**DOCUMENT EXTRACT**
★ ★ ★ ★
Dr. Sung-Gu Kim of KARI receives the 10th KAIST Jung-Hun Cho Academic Award
KAIST President Steve Kang awarded the 10th "KAIST Jung-Hun Cho Academic Award" to Dr. Sung-Gu Kim of Korea Aerospace Research Institute (KARI) along with Byeong-Sup Park, a graduate student of KAIST Aerospace Engineering, Hee-Won Chae of Korea University, and Jin-Hyung Noh of Kongju National University High School on May 13, 2014. Dr. Sung-Gu Kim was recognized for his development of a 30-ton class reproduction cooling burner and the securing of essential factor technology for liquid-fuel rocket engines on the Naro project. The KAIST Jung-Hun Cho Academic Award was established to commemorate Jung-Hun Cho who was killed while researching in the rocket laboratory on May 13, 2003. From 2005, young scientists from the Aerospace Engineering field have been recognized every year. One student each from KAIST, Korea University, and Kongju National University High School, where the honorary doctorate Dr. Cho attended, has been chosen as a scholarship recipient. The KAIST Jung-Hun Cho Academic Award was established with USD 460,000 in funds donated from Cho's family.
Welcoming the Class of 2014
“The four years from today will go quickly, and I urge you to make the most of your time in KAIST, a great educational and research institution where you will explore the frontiers of science and technology and take part in the creation of new knowledge,” President Kang told the freshmen at the convocation ceremony. Freshmen Convocation for the Class of 2014 took place on March 3, 2014 at the auditorium on the main campus. Members of the KAIST community, along with hundreds of parents and guests, welcomed the incoming 800 freshmen, celebrating the beginning of their four-year college life. Kwang-Joon Ahn, a graduate of the Korea Science Academy, and Ha-Rim Jin, a graduate of Daegu Il Science High School, were representatives of the incoming students, and they took the “Class of 2014 Pledge,” a commitment to uphold KAIST’s core values, which is "creativity and challenge (endeavoring spirit)," and to pursue intellectual passion and discovery. President Steve Kang delivered congratulatory remarks, encouraging students to use their opportunities to the fullest while at KAIST to broaden their knowledge and experience. He also stressed the following four important principles they should cultivate to become the leaders of tomorrow: be grateful, excel in their field, keep open minds about what the globalized world would bring, and never give up on their dreams and belief. President Kang said: “Probably, many of you, the graduates of the best high schools in Korea, will find KAIST a tougher place to be in than you imagined. But challenges, particularly intellectual challenges, should be viewed as an opportunity to grow. It is ok to fail. In fact, without risking failures, there won’t be a meaningful growth because the real growth comes from overcoming challenges.” “You can’t avoid failing in the course of your college life, but your perseverance to do it over will allow you to develop the skills and passion needed to become a leader who will contribute to the local community, as well as to the betterment of humanity.” The KAIST Alumni Scholarship Foundation presented a scholarship of USD 3,700 to 24 freshmen. The convocation ended with music performances by members of the student clubs at KAIST.
★ ★ ★ ★
**SUPPLIED RECORDS**
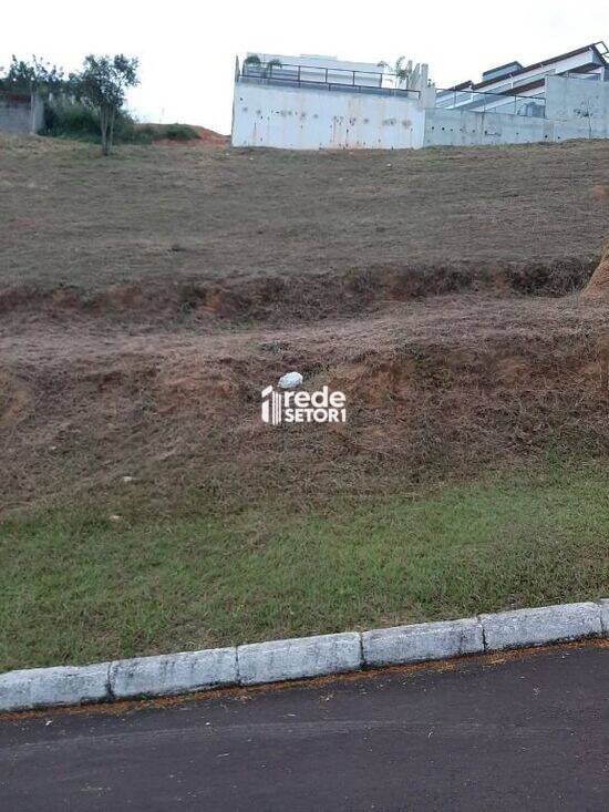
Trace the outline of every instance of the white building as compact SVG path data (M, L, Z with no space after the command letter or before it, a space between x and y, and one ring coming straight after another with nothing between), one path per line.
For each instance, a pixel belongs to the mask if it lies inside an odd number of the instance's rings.
M607 53L597 42L438 91L425 64L401 78L333 56L248 54L236 63L231 140L330 150L609 137Z
M436 106L448 110L493 110L497 113L543 117L546 79L566 76L609 81L607 53L603 42L595 42L533 65L509 62L484 71L481 82L462 82L454 88L438 91L435 103Z

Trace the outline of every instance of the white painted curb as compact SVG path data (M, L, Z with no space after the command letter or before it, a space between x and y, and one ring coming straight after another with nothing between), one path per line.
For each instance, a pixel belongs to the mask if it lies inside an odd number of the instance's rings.
M252 643L237 648L237 662L241 685L358 671L362 644L357 631Z
M602 634L605 637L609 637L609 599L605 598L598 603L600 606L600 625L602 626Z
M475 617L362 633L367 666L442 660L484 651L482 624Z
M110 692L116 699L169 696L236 682L235 647L136 657L110 666Z
M110 698L110 662L28 668L0 675L0 710L85 705Z
M481 615L481 623L489 651L600 637L602 634L600 605L592 603Z
M167 696L609 637L609 599L0 675L0 711Z

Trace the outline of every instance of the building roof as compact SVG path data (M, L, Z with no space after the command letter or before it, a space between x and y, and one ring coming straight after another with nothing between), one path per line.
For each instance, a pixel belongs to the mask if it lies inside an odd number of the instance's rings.
M508 79L512 76L519 76L523 73L527 73L528 71L534 71L537 68L545 68L547 65L551 65L555 62L560 62L564 59L569 59L569 56L577 56L578 53L586 53L586 51L592 51L596 56L600 60L601 64L609 64L607 62L606 55L609 53L607 45L605 42L592 42L589 45L582 45L581 48L576 48L575 51L567 51L567 53L560 53L558 56L551 56L550 59L541 60L540 62L534 62L530 65L525 65L524 68L520 66L515 71L509 71L508 73L504 73L500 76L494 76L493 79L486 79L482 82L474 83L472 80L467 80L466 82L461 82L460 84L455 84L451 88L446 88L446 90L479 90L481 88L487 88L489 84L495 84L495 82L498 82L503 79ZM508 63L512 64L512 63ZM592 66L595 62L588 63L589 66ZM575 69L577 70L577 69ZM535 82L535 79L531 78L531 82ZM524 89L525 85L523 85Z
★ ★ ★ ★
**BRIEF**
For each statement below, decide whether it agrees with the KAIST news text. Answer yes or no and quote the words of the text that settle it.
1. The Jung-Hun Cho Academic Award was funded with money donated by Cho's family.
2. The Freshmen Convocation for the Class of 2014 was held in May 2014.
3. The KAIST Alumni Scholarship Foundation gave a scholarship to 24 freshmen.

**SOLUTION TO THE EXERCISE**
1. Yes: "The KAIST Jung-Hun Cho Academic Award was established with USD 460,000 in funds donated from Cho's family."
2. No: "Freshmen Convocation for the Class of 2014 took place on March 3, 2014 at the auditorium on the main campus."
3. Yes: "The KAIST Alumni Scholarship Foundation presented a scholarship of USD 3,700 to 24 freshmen."